◆ PROVIDED MATERIAL
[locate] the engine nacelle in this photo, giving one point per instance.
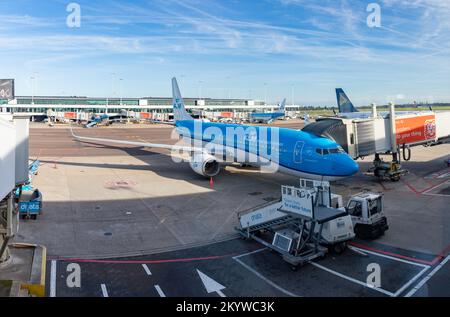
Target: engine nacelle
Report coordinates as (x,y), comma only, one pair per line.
(205,165)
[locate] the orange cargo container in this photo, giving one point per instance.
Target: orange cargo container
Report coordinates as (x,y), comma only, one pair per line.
(416,129)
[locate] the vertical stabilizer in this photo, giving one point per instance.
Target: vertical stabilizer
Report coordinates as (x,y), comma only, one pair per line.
(344,103)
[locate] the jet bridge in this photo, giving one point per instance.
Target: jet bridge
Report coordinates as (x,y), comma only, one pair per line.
(22,266)
(294,223)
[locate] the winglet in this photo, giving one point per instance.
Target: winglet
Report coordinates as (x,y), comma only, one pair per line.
(344,103)
(179,111)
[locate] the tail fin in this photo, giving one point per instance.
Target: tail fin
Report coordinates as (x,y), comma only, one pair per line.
(282,105)
(344,104)
(179,111)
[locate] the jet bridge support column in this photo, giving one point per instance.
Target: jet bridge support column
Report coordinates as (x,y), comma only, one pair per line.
(394,148)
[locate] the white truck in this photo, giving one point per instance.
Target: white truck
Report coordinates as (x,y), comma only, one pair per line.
(366,210)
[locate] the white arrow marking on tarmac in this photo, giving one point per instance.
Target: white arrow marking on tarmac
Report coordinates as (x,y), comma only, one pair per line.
(211,285)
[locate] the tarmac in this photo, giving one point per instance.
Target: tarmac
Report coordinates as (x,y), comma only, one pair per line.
(137,206)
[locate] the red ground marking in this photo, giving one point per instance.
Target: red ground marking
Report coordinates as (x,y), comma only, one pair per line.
(424,190)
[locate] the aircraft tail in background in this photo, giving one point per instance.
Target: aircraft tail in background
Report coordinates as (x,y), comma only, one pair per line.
(179,111)
(344,103)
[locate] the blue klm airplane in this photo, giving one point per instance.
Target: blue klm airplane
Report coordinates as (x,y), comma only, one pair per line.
(293,152)
(269,117)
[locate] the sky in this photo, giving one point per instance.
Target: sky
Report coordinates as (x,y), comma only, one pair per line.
(258,49)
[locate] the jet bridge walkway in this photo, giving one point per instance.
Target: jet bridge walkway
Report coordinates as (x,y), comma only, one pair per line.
(295,235)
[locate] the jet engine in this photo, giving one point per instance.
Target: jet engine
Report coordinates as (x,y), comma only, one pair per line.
(205,164)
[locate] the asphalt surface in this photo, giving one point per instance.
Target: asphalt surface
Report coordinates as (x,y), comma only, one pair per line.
(245,269)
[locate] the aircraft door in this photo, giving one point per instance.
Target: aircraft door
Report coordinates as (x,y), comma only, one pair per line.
(298,151)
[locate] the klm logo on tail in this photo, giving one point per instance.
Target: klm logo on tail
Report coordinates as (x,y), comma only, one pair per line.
(282,106)
(344,103)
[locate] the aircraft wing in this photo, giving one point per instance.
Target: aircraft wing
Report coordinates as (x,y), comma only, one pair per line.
(143,144)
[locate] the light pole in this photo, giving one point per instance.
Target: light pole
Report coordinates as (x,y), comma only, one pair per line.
(32,89)
(120,90)
(200,89)
(33,86)
(292,95)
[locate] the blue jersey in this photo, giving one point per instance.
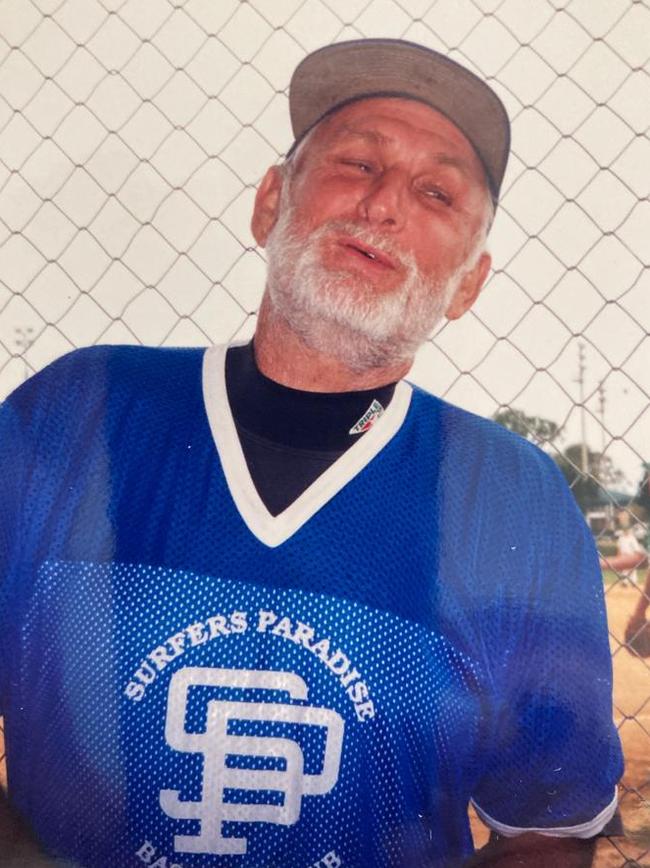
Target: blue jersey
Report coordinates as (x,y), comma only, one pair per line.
(189,681)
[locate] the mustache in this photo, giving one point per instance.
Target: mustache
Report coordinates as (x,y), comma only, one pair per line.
(365,235)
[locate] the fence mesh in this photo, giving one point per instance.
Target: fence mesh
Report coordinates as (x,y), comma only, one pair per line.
(133,133)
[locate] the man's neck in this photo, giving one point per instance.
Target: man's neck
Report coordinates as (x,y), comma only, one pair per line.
(281,355)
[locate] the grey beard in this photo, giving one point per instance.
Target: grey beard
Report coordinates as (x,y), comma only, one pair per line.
(340,314)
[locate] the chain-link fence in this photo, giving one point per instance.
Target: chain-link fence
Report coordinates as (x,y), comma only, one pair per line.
(133,132)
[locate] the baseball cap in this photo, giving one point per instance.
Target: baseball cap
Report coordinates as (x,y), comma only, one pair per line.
(346,72)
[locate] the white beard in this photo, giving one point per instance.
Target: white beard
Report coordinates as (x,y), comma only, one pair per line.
(341,314)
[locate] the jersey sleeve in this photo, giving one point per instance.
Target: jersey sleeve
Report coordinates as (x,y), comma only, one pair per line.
(552,755)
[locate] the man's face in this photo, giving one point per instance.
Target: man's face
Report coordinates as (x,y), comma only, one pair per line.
(373,232)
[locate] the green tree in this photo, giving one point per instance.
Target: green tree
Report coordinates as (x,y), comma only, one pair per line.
(538,430)
(591,487)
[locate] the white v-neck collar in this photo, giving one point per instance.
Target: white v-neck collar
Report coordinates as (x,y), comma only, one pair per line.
(274,530)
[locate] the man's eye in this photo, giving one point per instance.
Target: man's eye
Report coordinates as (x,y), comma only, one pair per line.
(362,166)
(437,193)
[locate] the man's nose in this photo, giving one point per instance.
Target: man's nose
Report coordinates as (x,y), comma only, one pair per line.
(383,203)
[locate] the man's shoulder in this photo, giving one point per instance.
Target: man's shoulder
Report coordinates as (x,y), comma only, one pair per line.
(95,368)
(472,445)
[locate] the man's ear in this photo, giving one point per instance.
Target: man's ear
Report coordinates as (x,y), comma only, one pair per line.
(470,287)
(267,203)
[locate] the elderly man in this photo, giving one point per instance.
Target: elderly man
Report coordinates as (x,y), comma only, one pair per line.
(273,606)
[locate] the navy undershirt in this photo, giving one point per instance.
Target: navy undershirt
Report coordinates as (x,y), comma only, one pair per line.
(289,437)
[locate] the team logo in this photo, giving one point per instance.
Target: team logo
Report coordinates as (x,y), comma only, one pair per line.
(246,763)
(374,412)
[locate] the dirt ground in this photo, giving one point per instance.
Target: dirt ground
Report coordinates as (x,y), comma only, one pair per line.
(632,715)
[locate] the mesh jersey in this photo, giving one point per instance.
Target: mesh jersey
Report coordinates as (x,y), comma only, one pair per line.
(189,681)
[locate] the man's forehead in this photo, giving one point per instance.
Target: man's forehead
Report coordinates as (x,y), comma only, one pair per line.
(378,121)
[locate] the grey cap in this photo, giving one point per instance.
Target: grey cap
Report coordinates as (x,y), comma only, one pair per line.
(346,72)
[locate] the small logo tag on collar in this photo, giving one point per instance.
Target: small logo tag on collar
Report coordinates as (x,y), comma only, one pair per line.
(374,411)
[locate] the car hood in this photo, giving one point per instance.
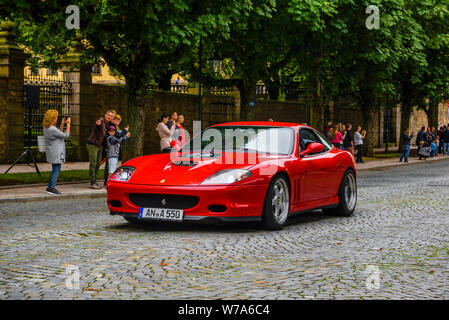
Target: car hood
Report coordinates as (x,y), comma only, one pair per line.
(188,169)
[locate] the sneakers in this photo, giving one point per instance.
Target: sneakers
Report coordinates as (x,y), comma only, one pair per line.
(52,191)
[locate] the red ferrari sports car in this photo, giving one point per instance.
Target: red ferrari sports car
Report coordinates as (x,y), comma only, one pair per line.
(238,171)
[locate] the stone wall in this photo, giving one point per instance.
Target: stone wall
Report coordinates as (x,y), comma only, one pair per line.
(3,128)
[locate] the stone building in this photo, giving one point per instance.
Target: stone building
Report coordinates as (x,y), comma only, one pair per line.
(76,92)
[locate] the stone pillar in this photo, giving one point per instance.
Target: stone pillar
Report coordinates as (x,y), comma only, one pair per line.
(12,63)
(80,78)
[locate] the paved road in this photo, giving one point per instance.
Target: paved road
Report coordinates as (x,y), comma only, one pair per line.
(395,246)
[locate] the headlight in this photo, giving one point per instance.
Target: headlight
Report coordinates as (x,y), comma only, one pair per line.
(227,176)
(123,174)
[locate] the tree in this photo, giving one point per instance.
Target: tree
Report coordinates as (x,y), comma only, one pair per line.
(364,61)
(133,37)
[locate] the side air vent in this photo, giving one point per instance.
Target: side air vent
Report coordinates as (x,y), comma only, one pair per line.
(185,163)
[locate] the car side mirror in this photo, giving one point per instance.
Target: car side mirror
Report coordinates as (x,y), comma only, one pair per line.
(313,147)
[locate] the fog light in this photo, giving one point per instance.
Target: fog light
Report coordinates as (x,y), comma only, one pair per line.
(115,203)
(217,208)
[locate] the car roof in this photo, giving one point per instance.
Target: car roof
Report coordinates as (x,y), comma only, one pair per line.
(261,123)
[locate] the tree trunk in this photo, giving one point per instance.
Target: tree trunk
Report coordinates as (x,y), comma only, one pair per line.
(317,106)
(368,106)
(273,86)
(406,111)
(164,81)
(135,91)
(247,88)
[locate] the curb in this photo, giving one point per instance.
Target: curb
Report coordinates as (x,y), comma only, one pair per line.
(54,197)
(15,186)
(401,165)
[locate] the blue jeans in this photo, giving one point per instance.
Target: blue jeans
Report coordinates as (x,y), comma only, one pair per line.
(445,147)
(56,167)
(405,153)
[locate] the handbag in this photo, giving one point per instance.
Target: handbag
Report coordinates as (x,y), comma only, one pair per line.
(41,144)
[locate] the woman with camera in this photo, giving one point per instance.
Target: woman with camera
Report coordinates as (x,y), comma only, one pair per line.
(55,145)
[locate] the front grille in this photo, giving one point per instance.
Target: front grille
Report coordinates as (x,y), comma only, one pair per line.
(170,201)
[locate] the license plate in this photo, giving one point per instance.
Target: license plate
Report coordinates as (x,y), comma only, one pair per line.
(161,214)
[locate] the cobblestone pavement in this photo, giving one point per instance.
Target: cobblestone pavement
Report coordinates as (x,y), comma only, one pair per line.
(400,231)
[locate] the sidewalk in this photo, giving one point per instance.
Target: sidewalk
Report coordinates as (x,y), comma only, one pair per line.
(81,189)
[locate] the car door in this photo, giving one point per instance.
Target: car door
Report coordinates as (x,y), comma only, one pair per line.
(318,169)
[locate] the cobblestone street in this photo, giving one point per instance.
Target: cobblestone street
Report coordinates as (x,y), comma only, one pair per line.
(400,229)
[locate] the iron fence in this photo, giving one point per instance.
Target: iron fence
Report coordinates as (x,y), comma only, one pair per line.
(53,93)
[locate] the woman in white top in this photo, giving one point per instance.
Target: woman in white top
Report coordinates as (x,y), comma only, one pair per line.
(55,145)
(165,133)
(358,143)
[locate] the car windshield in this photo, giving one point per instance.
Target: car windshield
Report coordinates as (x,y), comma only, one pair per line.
(259,139)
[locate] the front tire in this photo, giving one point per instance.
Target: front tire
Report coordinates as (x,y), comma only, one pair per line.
(277,204)
(347,196)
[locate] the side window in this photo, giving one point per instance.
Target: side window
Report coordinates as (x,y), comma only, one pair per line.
(324,141)
(307,136)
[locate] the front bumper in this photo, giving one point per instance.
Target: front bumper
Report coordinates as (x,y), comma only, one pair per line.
(243,203)
(192,218)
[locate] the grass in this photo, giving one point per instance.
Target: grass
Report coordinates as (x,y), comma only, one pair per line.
(10,179)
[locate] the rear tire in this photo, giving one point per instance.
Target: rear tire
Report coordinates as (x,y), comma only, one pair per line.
(277,204)
(347,196)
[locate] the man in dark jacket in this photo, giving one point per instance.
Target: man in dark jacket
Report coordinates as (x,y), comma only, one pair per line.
(94,146)
(406,145)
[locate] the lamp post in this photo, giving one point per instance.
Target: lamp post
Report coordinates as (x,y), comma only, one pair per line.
(200,53)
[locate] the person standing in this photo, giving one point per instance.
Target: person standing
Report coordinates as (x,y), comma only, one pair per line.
(113,148)
(55,145)
(179,133)
(445,140)
(165,133)
(358,142)
(336,136)
(420,137)
(406,145)
(172,120)
(348,141)
(95,146)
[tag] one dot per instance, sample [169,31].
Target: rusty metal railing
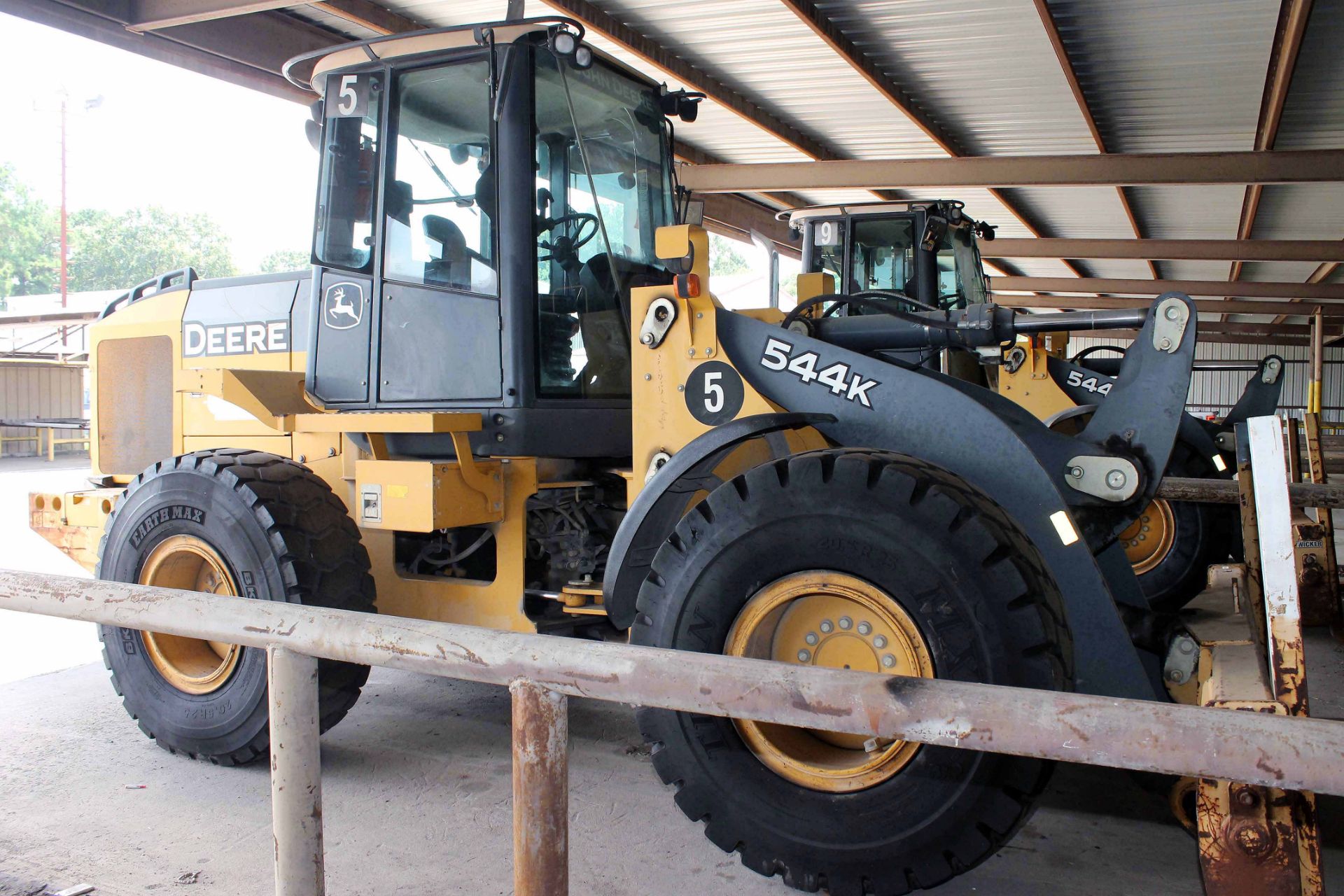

◆ WHAT IS BEING ASKED
Report every line of the material above in which "nose" appears.

◆ SOLUTION TO THE EXERCISE
[locate] the man's nose in this photo, giving one point per instance.
Target: man's nose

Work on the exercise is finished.